··· Records ···

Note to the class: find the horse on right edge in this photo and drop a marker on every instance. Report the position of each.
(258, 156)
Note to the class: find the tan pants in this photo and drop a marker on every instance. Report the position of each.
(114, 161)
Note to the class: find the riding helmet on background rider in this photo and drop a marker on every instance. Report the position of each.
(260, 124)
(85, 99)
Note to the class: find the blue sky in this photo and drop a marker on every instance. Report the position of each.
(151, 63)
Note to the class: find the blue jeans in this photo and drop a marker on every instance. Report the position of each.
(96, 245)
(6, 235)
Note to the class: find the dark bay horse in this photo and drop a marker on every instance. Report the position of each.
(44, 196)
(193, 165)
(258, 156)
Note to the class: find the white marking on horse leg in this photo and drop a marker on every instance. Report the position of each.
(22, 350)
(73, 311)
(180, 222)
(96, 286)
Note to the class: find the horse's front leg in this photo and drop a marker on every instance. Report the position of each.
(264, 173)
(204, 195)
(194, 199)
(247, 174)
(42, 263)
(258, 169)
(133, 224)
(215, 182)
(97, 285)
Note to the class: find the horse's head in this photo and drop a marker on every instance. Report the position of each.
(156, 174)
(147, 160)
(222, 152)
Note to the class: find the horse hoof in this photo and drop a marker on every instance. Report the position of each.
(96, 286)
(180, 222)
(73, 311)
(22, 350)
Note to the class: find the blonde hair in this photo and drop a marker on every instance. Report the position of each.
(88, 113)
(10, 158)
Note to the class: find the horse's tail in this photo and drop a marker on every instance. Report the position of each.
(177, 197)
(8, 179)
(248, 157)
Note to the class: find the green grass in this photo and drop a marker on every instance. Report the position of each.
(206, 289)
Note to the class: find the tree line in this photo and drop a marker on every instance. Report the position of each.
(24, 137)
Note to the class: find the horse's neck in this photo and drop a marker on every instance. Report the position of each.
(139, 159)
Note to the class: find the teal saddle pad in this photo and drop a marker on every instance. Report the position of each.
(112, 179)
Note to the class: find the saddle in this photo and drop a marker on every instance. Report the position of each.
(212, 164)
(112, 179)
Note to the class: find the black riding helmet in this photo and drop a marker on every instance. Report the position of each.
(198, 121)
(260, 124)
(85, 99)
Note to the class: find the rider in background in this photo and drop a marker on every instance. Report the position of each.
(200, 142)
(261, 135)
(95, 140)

···

Objective >>
Rewrite everything from the line containing "Note to the class: find the teal" down to the last of the lines, swapping "marker" for "pin" and keeping all else the same.

Written solution >>
Note to the class: find the teal saddle pad in this photo and drop a pin on every instance. Report the position of each.
(112, 179)
Note to the class: find the saddle in this photo and drop a pin on every instance. Report the position of each.
(212, 164)
(112, 179)
Note to the class: find the black riding helmet in this photo and drop a pin on every instance. Report the position of each.
(198, 121)
(260, 124)
(85, 99)
Note to the class: find the rider in background in this photo and drop a pin on every instance. Report the position of each.
(200, 142)
(261, 135)
(95, 140)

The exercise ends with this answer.